Problem requirements: List each line of the material below that contains the string "instance".

Dataset excerpts:
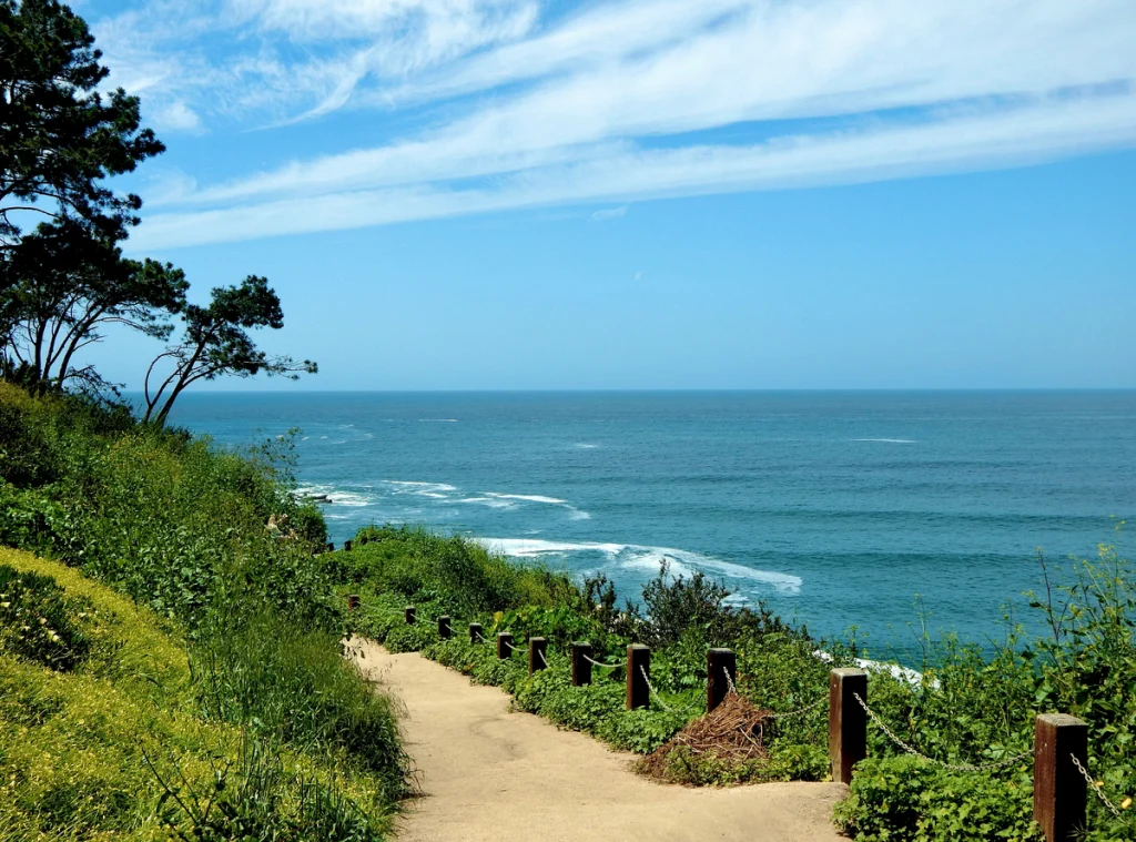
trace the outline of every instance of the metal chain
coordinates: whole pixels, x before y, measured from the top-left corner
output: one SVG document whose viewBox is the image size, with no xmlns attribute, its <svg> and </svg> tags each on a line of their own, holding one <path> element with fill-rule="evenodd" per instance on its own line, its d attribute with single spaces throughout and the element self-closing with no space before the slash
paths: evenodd
<svg viewBox="0 0 1136 842">
<path fill-rule="evenodd" d="M 737 692 L 737 687 L 734 686 L 734 676 L 729 674 L 729 667 L 722 667 L 721 672 L 726 674 L 726 695 L 733 693 L 734 695 L 741 695 Z"/>
<path fill-rule="evenodd" d="M 892 742 L 894 742 L 905 752 L 908 752 L 909 755 L 914 755 L 916 757 L 921 757 L 924 760 L 936 764 L 937 766 L 942 766 L 944 769 L 950 769 L 951 772 L 988 772 L 991 769 L 1004 769 L 1008 766 L 1014 766 L 1021 762 L 1027 757 L 1030 757 L 1034 753 L 1033 749 L 1030 749 L 1029 751 L 1024 751 L 1020 755 L 1011 757 L 1006 760 L 999 760 L 992 764 L 980 764 L 978 766 L 972 766 L 970 764 L 949 764 L 944 762 L 943 760 L 936 760 L 933 757 L 927 757 L 918 749 L 909 745 L 908 743 L 903 742 L 900 737 L 897 737 L 895 735 L 895 732 L 892 731 L 889 727 L 887 727 L 884 724 L 884 720 L 880 719 L 878 716 L 876 716 L 875 711 L 868 707 L 868 705 L 864 702 L 863 699 L 860 698 L 859 693 L 852 693 L 852 698 L 855 699 L 858 702 L 860 702 L 860 707 L 863 708 L 864 712 L 871 717 L 871 720 L 879 726 L 879 730 L 883 731 L 885 734 L 887 734 L 892 739 Z"/>
<path fill-rule="evenodd" d="M 648 677 L 648 675 L 646 675 L 646 669 L 644 669 L 644 668 L 643 668 L 643 665 L 642 665 L 642 664 L 640 665 L 640 673 L 642 673 L 642 674 L 643 674 L 643 681 L 645 681 L 645 682 L 646 682 L 646 689 L 648 689 L 649 691 L 651 691 L 651 695 L 653 695 L 653 697 L 654 697 L 654 700 L 655 700 L 657 702 L 659 702 L 659 705 L 661 705 L 661 706 L 662 706 L 662 709 L 663 709 L 663 710 L 666 710 L 666 711 L 667 711 L 668 714 L 673 714 L 673 712 L 675 712 L 675 711 L 673 711 L 673 710 L 671 710 L 671 709 L 670 709 L 669 707 L 667 707 L 667 702 L 665 702 L 665 701 L 663 701 L 662 699 L 660 699 L 660 698 L 659 698 L 659 694 L 654 692 L 654 687 L 652 687 L 652 686 L 651 686 L 651 680 L 650 680 L 650 678 Z"/>
<path fill-rule="evenodd" d="M 598 661 L 593 658 L 588 658 L 586 655 L 584 656 L 584 660 L 586 660 L 588 664 L 593 666 L 601 667 L 603 669 L 618 669 L 619 667 L 624 666 L 623 664 L 602 664 L 601 661 Z"/>
<path fill-rule="evenodd" d="M 1088 769 L 1086 769 L 1084 766 L 1080 765 L 1080 760 L 1077 759 L 1077 756 L 1074 755 L 1072 752 L 1069 752 L 1069 757 L 1072 758 L 1072 765 L 1077 767 L 1077 772 L 1079 772 L 1084 776 L 1085 781 L 1088 783 L 1088 789 L 1095 792 L 1096 797 L 1101 799 L 1101 803 L 1108 807 L 1109 811 L 1113 816 L 1122 819 L 1122 817 L 1120 816 L 1120 810 L 1117 809 L 1116 805 L 1109 801 L 1104 792 L 1101 790 L 1101 784 L 1096 783 L 1096 781 L 1093 780 L 1093 776 L 1088 774 Z"/>
<path fill-rule="evenodd" d="M 796 710 L 786 710 L 784 714 L 769 714 L 766 716 L 766 719 L 787 719 L 791 716 L 801 716 L 802 714 L 808 714 L 810 710 L 816 710 L 827 701 L 827 699 L 820 699 L 812 705 L 805 705 L 803 708 L 797 708 Z"/>
</svg>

Task solution:
trace the outline of every instance of the metal chain
output: one SVG document whose viewBox is the image size, with no xmlns attribute, its <svg> and </svg> tags each on a line of their own, holding one <path> element with fill-rule="evenodd" per instance on its own line, its d attribute with single spaces throughout and the element self-closing with no space before the slash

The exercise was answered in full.